» **How to complete this task**
For the word "blue", search the records and show each line in which it occurs.

Start of Provided entries

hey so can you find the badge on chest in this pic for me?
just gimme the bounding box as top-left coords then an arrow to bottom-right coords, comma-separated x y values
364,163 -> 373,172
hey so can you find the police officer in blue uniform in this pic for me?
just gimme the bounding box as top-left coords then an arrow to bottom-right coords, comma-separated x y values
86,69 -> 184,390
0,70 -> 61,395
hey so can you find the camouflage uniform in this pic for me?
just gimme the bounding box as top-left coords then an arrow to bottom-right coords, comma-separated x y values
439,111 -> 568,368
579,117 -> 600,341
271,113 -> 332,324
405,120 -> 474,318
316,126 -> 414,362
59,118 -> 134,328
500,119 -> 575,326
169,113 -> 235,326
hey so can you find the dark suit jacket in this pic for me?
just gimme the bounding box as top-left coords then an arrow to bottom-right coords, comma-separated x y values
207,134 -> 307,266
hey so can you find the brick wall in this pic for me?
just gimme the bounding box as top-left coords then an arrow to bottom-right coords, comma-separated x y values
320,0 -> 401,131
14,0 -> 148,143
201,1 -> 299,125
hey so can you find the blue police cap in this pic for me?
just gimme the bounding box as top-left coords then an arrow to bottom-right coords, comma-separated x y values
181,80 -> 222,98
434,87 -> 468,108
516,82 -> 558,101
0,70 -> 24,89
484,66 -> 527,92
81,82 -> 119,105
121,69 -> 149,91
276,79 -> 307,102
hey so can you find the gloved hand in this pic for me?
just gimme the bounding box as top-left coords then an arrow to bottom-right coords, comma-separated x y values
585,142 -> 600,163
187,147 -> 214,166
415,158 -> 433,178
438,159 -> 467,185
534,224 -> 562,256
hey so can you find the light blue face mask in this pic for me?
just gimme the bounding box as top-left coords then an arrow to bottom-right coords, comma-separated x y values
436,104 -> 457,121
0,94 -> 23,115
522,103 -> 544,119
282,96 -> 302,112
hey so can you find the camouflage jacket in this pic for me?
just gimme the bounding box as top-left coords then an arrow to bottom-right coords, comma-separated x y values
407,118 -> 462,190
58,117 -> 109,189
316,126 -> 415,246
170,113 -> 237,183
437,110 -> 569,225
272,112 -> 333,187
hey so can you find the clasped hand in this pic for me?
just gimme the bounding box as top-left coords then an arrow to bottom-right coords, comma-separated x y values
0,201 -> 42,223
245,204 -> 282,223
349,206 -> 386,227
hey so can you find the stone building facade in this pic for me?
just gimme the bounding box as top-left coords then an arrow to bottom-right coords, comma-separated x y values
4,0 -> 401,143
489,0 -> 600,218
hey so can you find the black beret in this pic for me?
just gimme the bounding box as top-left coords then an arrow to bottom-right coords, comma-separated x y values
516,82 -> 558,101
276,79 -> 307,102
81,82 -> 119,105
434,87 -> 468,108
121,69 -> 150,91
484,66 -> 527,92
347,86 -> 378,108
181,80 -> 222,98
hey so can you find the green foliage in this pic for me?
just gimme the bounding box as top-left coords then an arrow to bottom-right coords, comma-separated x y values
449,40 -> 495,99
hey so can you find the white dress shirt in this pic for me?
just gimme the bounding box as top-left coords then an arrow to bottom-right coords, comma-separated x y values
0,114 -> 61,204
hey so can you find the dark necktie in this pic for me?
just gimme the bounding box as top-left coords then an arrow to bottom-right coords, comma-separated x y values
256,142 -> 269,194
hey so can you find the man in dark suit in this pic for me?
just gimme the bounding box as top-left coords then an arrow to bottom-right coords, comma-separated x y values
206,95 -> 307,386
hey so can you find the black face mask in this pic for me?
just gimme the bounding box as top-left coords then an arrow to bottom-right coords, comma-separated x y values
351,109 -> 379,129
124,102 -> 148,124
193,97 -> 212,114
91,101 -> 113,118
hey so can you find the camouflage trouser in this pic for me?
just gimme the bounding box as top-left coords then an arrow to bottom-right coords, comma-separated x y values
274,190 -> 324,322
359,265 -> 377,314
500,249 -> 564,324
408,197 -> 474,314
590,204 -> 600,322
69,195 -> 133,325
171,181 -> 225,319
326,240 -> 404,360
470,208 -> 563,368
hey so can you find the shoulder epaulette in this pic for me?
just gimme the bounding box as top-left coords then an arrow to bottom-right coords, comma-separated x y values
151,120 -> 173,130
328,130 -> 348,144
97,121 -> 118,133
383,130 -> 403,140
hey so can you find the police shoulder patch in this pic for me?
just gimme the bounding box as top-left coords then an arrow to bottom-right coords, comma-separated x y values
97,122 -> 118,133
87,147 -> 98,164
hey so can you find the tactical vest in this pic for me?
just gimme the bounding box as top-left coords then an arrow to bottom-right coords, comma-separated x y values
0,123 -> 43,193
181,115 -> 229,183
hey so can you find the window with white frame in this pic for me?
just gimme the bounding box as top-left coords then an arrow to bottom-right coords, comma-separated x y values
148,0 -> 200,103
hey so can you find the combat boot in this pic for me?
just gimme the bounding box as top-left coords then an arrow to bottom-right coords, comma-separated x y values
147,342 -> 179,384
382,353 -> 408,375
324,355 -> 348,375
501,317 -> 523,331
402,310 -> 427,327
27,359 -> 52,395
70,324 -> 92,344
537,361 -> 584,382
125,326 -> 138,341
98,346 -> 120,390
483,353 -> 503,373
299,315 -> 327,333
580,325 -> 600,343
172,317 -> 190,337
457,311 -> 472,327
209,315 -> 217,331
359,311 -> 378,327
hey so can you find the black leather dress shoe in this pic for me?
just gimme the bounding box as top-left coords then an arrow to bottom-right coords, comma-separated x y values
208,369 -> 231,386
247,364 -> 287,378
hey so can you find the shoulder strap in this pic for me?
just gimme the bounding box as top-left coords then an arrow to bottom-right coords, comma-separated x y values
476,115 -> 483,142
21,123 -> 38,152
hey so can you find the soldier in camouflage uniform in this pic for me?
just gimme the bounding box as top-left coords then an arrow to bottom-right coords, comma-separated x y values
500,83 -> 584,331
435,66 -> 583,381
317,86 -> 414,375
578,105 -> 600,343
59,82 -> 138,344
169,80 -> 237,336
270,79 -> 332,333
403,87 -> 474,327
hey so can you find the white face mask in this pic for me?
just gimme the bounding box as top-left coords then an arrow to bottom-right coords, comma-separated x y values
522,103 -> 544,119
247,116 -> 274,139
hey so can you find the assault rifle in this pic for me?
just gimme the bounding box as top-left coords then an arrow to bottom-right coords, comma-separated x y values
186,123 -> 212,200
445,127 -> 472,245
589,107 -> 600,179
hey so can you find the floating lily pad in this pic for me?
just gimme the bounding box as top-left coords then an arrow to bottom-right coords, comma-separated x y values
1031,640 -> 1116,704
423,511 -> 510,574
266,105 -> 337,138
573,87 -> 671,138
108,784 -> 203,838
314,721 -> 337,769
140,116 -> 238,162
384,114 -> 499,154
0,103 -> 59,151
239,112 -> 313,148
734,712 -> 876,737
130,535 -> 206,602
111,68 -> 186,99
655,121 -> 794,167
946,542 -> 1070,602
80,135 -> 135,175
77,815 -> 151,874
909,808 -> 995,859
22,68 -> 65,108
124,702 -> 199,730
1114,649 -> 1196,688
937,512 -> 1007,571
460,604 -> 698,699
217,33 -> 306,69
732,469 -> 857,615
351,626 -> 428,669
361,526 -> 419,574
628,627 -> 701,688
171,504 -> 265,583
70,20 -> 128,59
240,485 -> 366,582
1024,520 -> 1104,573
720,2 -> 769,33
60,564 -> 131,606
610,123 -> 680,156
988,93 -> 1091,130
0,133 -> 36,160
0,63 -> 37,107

End of Provided entries

» **Exercise solution**
hey so can you find the police officer in blue uniform in this pic for me?
hey so can you find the blue police cap in this pic for me?
hey so can you find the light blue face mask in this pic for me?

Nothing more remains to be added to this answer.